- [What to produce] An exact copy of the entries is needed, with every picture left out.

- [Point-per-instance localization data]
^^^^^^^^
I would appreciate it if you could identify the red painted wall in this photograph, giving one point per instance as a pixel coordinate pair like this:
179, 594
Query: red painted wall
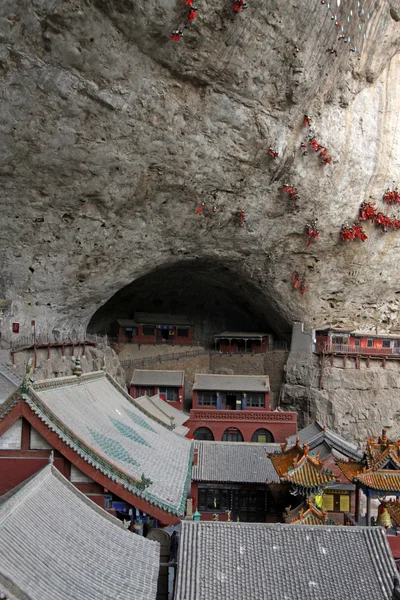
279, 429
256, 347
152, 339
138, 391
265, 409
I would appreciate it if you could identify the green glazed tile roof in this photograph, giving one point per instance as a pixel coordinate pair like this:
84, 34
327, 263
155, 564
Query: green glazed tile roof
103, 424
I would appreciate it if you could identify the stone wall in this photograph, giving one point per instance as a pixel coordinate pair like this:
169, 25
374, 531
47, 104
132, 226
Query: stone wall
357, 403
59, 366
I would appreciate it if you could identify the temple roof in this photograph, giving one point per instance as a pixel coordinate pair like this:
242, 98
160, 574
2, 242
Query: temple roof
234, 383
393, 508
58, 544
379, 469
161, 319
274, 561
321, 439
240, 334
302, 470
163, 378
241, 462
106, 427
307, 514
164, 412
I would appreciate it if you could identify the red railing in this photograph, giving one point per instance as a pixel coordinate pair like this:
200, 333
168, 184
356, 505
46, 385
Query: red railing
243, 415
358, 350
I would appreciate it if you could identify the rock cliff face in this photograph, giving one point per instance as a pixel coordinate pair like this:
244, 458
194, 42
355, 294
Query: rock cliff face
112, 136
356, 403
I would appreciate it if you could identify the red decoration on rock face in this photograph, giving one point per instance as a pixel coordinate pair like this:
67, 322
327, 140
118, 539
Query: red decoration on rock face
313, 144
192, 14
368, 212
177, 35
391, 196
240, 6
291, 191
311, 232
350, 233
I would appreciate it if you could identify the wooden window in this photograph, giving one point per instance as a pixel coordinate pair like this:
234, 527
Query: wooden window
262, 436
203, 433
232, 435
328, 502
255, 400
182, 332
206, 399
148, 330
344, 503
336, 502
169, 394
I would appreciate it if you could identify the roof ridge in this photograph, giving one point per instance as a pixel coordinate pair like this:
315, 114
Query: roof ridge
19, 496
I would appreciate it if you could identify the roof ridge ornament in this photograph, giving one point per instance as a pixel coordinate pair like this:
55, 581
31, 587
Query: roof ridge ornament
28, 379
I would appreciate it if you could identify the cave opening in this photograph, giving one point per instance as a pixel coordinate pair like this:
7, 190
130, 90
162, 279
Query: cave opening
214, 295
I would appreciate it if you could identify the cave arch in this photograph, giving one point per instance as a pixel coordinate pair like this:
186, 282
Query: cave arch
216, 295
262, 435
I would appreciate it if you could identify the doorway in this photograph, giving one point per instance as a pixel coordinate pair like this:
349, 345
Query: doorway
231, 402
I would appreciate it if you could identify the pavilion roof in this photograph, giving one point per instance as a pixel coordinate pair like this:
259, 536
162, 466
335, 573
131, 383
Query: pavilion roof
308, 514
302, 470
393, 508
106, 428
379, 469
275, 561
57, 545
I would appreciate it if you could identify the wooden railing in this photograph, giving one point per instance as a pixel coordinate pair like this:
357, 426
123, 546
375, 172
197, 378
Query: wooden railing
243, 415
359, 350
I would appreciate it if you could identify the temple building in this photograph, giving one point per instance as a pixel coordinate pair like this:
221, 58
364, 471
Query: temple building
339, 497
105, 443
239, 341
165, 412
169, 385
307, 513
56, 545
151, 328
274, 561
236, 408
377, 474
229, 481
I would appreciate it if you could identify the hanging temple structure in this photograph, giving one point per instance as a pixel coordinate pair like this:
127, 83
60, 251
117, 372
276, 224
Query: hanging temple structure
200, 296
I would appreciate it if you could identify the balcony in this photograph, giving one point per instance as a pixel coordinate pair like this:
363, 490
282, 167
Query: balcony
201, 414
393, 352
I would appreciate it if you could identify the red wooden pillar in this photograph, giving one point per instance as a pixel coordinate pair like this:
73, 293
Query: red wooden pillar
357, 511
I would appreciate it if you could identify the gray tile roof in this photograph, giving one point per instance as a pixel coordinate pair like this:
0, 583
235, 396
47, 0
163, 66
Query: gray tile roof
325, 440
240, 334
243, 462
60, 545
162, 378
164, 412
234, 383
93, 413
126, 322
9, 382
161, 319
282, 562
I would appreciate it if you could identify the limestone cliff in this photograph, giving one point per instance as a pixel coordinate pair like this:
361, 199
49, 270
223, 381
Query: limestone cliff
112, 136
356, 403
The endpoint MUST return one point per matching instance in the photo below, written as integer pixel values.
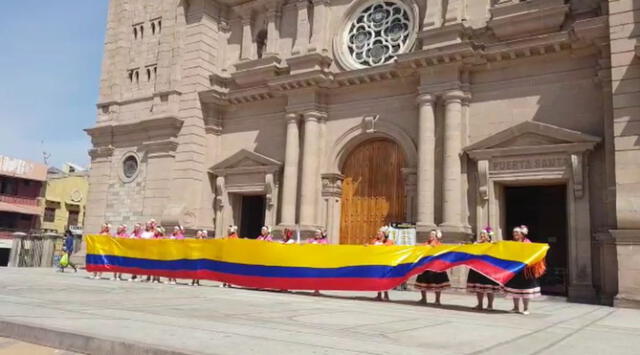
^^^^^^^^
- [The answer]
I would appreciate it if you could identify the red painted wall in this photograph, giving one point per instance as a pixel coordinate pair like this:
179, 594
Query: red painted wall
279, 429
256, 347
152, 339
138, 391
265, 409
I would appreciate it if you could identify the green glazed tile roof in this photograph, giving one point per instance as a pixel coordinate pair like this:
84, 34
327, 263
155, 564
Query: green glazed tile roof
103, 424
I would appreciate it if you could identify the stone wall in this photograph, giving one point per instance as a pixel coordinate pair like this:
169, 25
374, 531
47, 104
132, 226
Query: stone wall
357, 403
59, 366
I would appreciate it if you could identify the temple roof in this photograph, giving one point per instance as a pixel coordinate pair like this:
242, 98
160, 574
2, 242
Query: temple roof
234, 383
393, 508
58, 544
379, 469
161, 319
274, 561
321, 439
240, 334
302, 470
163, 378
241, 462
106, 427
307, 514
164, 412
I would appreciate it if you could identify the red railing in this photograph, giving one point per instance as a pixel coordinate pair like this:
200, 333
168, 184
356, 505
46, 385
Query: red railing
243, 415
358, 350
I would appreciate it if you could identify the rock cliff face in this photograph, giving one point per instance as a pixel coordinate pair like this:
244, 458
194, 42
355, 294
Query: rock cliff face
112, 136
356, 403
I would appreciate it if you could identify the red decoration on rock face in this photograph, giving one point per instance as a pixel coordinate pair like this:
67, 322
327, 140
118, 539
Query: red decoration on rock face
313, 144
192, 14
368, 212
177, 35
391, 196
240, 6
291, 191
311, 232
350, 233
I would appreciate it if you could identify the wooden window in this photograph, giving one point per instance as a pixel coordinate pair like this:
234, 527
Query: wooden window
262, 436
203, 433
232, 435
328, 502
255, 400
182, 332
206, 399
148, 330
344, 503
336, 502
169, 394
I would appreciate it if you could identify the roof ridge in this photograph, giving one point per instance as a pixel coordinate pair like this:
315, 114
Query: roof ridge
19, 496
I would appreciate it if you could identify the roof ridge ornament in this photograph, giving one point per instance as a pixel coordinate pair like this:
55, 581
31, 587
Query: roof ridge ornament
28, 379
I would appreciate it if you could identify the cave opening in this photograph, giving one point per instance as a pixel coordinate pair like this:
7, 190
130, 90
162, 279
Query: cave opening
214, 295
I would appreciate it if you could identify the cave arch in this photograph, giving one point per instance as a pixel coordinate pair like this:
186, 282
Query: cave arch
216, 295
262, 435
I would appreciate it if you could identify the doorway in this photograph, giving one point per instance as a pixel coordinate pair like this:
349, 345
Query: doorway
231, 402
I would appreciate it if you could identify the pavilion roof in this photograph, giving one point per instance as a pixel coordinate pair like this:
259, 536
162, 466
335, 573
131, 383
Query: pavilion roof
308, 514
302, 470
393, 508
106, 428
379, 469
275, 561
57, 545
I would appreciate it if you could identify the wooden railing in this photograph, giving one point per instance as a pixel coordinate pair like this:
357, 426
123, 546
375, 172
197, 378
Query: wooden railing
243, 415
359, 350
I would appreciate it if you could identify the temple building in this photograph, giving one point per instance as a pixel coordinate pair like this:
221, 58
364, 471
Query: temple building
339, 497
105, 443
239, 341
165, 412
169, 385
307, 513
56, 545
151, 328
274, 561
236, 408
377, 474
229, 481
I would appreciate it if you could identify the hanging temple structure in this photograph, giving one point per instance as a pixel coordinate pair like this:
127, 83
60, 251
117, 372
276, 224
Query: hanging temple structure
200, 296
I would appreciate it if you could identify the balcony in this photograph, giving one point per instance as a pixel coordinate pair like this:
363, 490
282, 167
Query: balcony
201, 414
393, 352
I would appreciate it if you could identify the red wooden pillar in this photograph, giving one point per instance as a pixel coordinate pair like this:
73, 293
Query: red wooden pillar
357, 511
I would appreciate it if you could identify the gray tile roof in this photograph, giving one point per instance as a pixel coordinate pair like this:
0, 583
235, 396
47, 0
163, 66
Query: gray tile roof
325, 440
240, 334
243, 462
60, 545
162, 378
164, 412
234, 383
93, 413
126, 322
9, 382
161, 319
282, 562
I would appreciate it if you could identify the limestone cliff in this photograph, giving one point per instance as a pixel coordinate pair like this:
361, 199
49, 270
223, 381
Query: limestone cliff
112, 136
356, 403
The endpoint MUST return one point per matching instance in the photo below, written as integer pixel values.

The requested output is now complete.